DIRECTIONS FOR THIS TASK: List each line of the data below that contains the word "instance".

▼

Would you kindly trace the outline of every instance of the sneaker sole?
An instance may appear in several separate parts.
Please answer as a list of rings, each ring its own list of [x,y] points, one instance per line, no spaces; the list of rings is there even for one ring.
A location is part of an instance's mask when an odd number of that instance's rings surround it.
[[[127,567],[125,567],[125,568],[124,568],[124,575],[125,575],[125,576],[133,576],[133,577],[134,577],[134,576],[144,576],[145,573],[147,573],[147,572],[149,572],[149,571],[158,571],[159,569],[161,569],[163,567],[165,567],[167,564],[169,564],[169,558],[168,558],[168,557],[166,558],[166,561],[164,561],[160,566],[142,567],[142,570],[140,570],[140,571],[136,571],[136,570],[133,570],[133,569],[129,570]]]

▲

TASK RESULT:
Would you kindly trace the outline of every instance of the sneaker sole?
An instance may appear in several separate parts.
Please answer as a list of rings, each ring its own list of [x,y] points, one instance per line, no spaces; the list of rings is there even for one ring.
A location is part of an instance's mask when an odd number of that instance's rings surround it.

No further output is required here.